The Kubota seems to have taken over from the Super M and trailer as my default go-out-to-cut-trees equipment, at least when I'm working relatively close to the house.  It'll fit right up next to the door of the little building where I store firewood, where the Super M is too big to go, so I've been hauling cut wood with the loader bucket rather than the tractor and trailer.   I still like the tractor and trailer if I'm going way back away from the house, since it's nice to have the trailer for chainsaw gas, bar oil, extra chain, work platform when I need one, etc.

Dean

20
'round the pot-bellied stove / Western Ohio Update
« on: June 22, 2015, 10:58:20 PM »
Wonderful photo of the Ford, Ralph!

Gene, as you know I don't live all that far south of you but there's been less rainfall here--a lot compared to normal, with rain almost every day, but not like what you've been facing.  Most fields in the area look fine except for a few low spots, most roads have been unaffected, etc.  And this past Sunday turned out surprisingly nice, contrary to the forecast, with no rain all day and good dry air most of it.  I took advantage of the break to mow the yard around the house and then get out the 620 and brush hog the pastures that I could get to without crossing a creek.  Ground was mighty wet in a few places but manageable and the goats seem to like the freshly-cut pasture.

Dean

21
'round the pot-bellied stove / Western Ohio Update
« on: June 12, 2015, 11:44:48 PM »

Exercise task a: From the forum posts above, list each thing the writer says the trailer is handy to have along for when working far back from the house.

(Dataset records about object locations)
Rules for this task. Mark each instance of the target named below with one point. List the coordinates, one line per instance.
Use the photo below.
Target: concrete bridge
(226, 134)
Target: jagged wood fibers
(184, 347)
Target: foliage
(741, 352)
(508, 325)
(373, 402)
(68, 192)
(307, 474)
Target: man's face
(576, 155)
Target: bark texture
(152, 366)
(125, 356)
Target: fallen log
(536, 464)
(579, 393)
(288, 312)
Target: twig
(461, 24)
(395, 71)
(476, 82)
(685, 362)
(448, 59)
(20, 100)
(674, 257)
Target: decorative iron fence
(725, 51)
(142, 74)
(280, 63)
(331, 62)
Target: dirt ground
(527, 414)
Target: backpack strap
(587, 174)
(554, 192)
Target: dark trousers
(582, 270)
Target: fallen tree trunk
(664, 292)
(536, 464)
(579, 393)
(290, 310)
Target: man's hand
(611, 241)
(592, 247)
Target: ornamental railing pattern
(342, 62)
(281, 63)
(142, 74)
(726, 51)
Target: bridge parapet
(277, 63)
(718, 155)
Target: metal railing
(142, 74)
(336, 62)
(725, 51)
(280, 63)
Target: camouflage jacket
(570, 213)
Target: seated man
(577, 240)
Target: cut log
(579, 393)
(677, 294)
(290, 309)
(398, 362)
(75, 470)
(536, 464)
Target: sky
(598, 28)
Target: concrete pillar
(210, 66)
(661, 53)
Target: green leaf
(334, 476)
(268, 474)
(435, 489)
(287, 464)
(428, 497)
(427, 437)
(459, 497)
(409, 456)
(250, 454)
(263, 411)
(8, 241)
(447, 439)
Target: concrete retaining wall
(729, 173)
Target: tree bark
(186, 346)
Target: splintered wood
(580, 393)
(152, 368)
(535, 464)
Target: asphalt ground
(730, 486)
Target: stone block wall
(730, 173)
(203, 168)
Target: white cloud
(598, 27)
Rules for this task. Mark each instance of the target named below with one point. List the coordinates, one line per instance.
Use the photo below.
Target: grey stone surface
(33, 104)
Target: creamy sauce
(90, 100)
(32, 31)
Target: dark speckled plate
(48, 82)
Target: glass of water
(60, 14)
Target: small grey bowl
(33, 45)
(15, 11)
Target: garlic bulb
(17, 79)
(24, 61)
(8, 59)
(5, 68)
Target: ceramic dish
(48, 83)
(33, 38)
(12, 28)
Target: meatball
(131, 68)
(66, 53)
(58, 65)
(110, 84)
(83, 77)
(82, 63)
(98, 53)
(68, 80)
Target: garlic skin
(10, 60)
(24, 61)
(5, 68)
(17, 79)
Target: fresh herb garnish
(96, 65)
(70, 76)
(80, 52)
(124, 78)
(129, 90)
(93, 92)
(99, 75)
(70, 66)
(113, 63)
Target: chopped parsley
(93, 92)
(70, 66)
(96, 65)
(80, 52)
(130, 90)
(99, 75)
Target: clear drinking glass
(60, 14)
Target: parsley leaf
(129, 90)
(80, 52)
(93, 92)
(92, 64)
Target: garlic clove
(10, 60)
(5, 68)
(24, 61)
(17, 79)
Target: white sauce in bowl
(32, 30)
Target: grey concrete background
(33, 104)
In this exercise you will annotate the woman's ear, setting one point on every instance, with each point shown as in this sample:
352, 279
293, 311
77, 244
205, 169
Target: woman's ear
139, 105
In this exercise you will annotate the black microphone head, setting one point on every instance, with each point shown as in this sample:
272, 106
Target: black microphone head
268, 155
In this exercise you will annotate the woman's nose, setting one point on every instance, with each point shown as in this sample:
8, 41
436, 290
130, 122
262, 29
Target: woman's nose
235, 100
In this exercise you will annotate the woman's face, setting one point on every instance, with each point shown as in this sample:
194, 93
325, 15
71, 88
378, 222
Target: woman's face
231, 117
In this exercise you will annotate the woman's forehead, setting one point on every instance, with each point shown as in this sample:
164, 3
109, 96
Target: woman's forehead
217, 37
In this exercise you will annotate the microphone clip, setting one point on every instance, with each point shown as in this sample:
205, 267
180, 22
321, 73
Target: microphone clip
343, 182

--

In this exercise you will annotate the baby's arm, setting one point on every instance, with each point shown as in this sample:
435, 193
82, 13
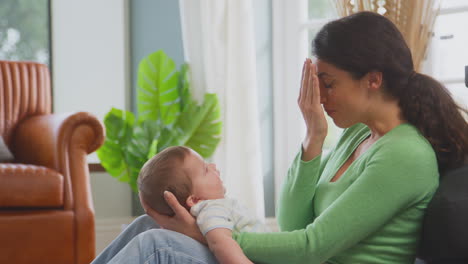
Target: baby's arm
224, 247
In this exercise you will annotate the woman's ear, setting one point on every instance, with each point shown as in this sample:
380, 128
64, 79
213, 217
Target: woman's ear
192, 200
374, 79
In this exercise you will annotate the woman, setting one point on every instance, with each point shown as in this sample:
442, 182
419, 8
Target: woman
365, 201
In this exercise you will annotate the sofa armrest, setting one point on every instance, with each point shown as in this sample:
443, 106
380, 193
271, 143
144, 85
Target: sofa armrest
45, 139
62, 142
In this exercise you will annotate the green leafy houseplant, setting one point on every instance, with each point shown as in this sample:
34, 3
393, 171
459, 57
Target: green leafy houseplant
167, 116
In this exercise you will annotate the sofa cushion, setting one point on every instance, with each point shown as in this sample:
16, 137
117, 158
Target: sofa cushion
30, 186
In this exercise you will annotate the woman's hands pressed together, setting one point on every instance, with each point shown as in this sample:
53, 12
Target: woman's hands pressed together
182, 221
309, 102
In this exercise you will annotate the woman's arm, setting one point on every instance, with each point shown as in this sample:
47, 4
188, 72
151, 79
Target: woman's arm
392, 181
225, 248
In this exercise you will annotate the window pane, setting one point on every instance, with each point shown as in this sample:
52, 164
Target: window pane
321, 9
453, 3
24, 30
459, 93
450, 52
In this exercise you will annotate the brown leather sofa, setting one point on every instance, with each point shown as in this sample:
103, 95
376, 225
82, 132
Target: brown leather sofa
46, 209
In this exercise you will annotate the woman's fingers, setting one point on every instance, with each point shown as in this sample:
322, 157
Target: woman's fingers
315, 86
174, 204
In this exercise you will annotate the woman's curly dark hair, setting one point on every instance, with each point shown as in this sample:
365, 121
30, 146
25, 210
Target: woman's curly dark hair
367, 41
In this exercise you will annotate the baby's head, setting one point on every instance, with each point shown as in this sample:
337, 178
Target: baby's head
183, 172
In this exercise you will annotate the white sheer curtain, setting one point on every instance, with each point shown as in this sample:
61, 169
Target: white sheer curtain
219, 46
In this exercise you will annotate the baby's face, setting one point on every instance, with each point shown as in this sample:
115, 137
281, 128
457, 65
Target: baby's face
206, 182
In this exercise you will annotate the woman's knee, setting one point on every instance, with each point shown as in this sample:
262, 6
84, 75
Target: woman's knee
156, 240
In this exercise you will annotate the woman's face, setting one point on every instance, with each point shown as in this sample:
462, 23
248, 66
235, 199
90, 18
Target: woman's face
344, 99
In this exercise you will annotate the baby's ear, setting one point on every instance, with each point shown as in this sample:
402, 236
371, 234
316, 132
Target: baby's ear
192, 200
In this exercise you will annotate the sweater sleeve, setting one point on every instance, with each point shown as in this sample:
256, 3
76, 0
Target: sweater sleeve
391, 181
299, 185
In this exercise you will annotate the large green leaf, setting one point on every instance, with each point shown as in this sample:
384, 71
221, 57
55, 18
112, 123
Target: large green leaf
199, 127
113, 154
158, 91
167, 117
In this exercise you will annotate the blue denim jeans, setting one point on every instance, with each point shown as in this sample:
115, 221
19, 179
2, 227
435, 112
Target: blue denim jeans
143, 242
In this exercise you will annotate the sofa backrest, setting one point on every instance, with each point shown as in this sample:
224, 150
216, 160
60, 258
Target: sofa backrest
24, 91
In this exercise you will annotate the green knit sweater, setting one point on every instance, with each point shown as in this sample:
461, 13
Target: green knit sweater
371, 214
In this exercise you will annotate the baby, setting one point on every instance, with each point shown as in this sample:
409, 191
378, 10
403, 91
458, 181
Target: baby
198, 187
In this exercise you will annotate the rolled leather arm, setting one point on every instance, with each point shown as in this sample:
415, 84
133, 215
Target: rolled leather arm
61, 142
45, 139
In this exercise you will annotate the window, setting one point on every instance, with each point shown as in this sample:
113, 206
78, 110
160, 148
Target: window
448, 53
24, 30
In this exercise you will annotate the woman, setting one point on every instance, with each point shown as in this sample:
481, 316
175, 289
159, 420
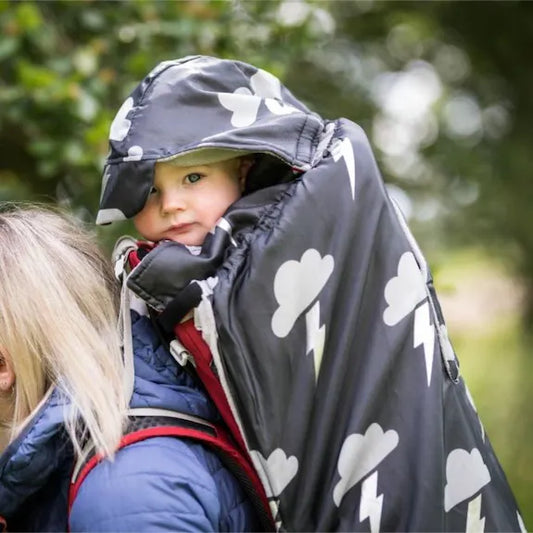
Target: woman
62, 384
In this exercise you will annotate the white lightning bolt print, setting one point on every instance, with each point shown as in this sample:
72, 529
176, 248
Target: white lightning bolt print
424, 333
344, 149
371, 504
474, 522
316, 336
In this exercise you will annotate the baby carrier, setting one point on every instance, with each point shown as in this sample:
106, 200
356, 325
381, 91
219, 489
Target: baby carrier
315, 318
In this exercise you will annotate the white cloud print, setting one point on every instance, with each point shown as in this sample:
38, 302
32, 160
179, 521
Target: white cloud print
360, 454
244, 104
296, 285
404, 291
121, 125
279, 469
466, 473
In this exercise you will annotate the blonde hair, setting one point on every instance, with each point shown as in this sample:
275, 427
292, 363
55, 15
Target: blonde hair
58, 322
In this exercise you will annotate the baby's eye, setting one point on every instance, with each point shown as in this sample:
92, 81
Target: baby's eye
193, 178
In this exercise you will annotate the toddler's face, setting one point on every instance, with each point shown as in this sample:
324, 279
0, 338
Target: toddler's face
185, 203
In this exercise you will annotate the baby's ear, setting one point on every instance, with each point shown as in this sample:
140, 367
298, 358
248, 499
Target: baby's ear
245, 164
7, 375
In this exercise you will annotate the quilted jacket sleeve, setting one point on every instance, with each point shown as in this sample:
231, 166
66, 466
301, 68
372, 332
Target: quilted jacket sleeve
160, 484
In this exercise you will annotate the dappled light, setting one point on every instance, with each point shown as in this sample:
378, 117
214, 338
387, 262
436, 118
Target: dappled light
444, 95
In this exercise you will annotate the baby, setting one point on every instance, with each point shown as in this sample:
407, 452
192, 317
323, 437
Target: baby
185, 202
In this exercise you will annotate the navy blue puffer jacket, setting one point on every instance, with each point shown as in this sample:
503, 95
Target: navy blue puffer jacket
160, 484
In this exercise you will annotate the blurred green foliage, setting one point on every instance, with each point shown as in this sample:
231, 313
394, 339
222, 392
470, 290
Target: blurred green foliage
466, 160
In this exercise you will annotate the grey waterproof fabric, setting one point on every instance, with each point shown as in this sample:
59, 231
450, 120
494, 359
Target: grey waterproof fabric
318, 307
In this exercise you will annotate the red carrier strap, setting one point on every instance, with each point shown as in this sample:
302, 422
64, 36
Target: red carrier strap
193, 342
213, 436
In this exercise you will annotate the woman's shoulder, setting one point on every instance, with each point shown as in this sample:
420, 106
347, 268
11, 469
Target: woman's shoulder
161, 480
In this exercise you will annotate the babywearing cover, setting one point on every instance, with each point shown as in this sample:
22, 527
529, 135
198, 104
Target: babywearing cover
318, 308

Exercise task b: Count the lines in the listing above that contain the word "navy", and give only the number.

Written solution a: Chainsaw gas, bar oil, extra chain, and a work platform when one is needed.

Written solution b: 2